**Task goal:** Copy out the text on artificial intelligence below in full, word for word.

**Given text:**
Too often ‘artificial intelligence’ is an overloaded term that many companies co-opt to sell a product or service that’s actually not using machine learning or anything more than traditional sequential programming. It may not be as lucrative as slapping “blockchain” onto your product but it’s close. As a result, the unsophisticated technology consumer must have the impression that artificial intelligence is much further along than it is. Anecdotally, I have found that many of my friends and family who aren’t steeped in technology consequently have extremely high expectations of their smart speakers and personal digital assistants, throwing complex queries and conversational quips at them.

Artificial intelligence as a concept also breaks down into narrow AI and artificial general intelligence (AGI). Narrow AI is the sort of AI that we have today: intelligent systems that are adapted to a very specific application. For example, software that’s good at playing Go or filtering email spam but nothing else. AGI is the aspirational form of AI that resides primarily in the public mind, where androids like David from the movie Prometheus or replicants from Blade Runner are able to respond intelligently in most situations, much like a human would (excluding the emotional content). AGI suggests a certain level of self-awareness, a sort of computer consciousness. Although many large technology companies may have AGI on their long-term roadmaps, few companies are working toward AGI in a serious way. Nevertheless, most computer scientists think that we’ll see some form of AGI between the years 2030 and 2100.

**Source data:**
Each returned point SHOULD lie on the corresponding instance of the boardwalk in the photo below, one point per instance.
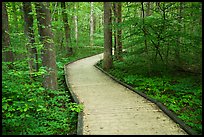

**Correct output:**
Too often ‘artificial intelligence’ is an overloaded term that many companies co-opt to sell a product or service that’s actually not using machine learning or anything more than traditional sequential programming. It may not be as lucrative as slapping “blockchain” onto your product but it’s close. As a result, the unsophisticated technology consumer must have the impression that artificial intelligence is much further along than it is. Anecdotally, I have found that many of my friends and family who aren’t steeped in technology consequently have extremely high expectations of their smart speakers and personal digital assistants, throwing complex queries and conversational quips at them.

Artificial intelligence as a concept also breaks down into narrow AI and artificial general intelligence (AGI). Narrow AI is the sort of AI that we have today: intelligent systems that are adapted to a very specific application. For example, software that’s good at playing Go or filtering email spam but nothing else. AGI is the aspirational form of AI that resides primarily in the public mind, where androids like David from the movie Prometheus or replicants from Blade Runner are able to respond intelligently in most situations, much like a human would (excluding the emotional content). AGI suggests a certain level of self-awareness, a sort of computer consciousness. Although many large technology companies may have AGI on their long-term roadmaps, few companies are working toward AGI in a serious way. Nevertheless, most computer scientists think that we’ll see some form of AGI between the years 2030 and 2100.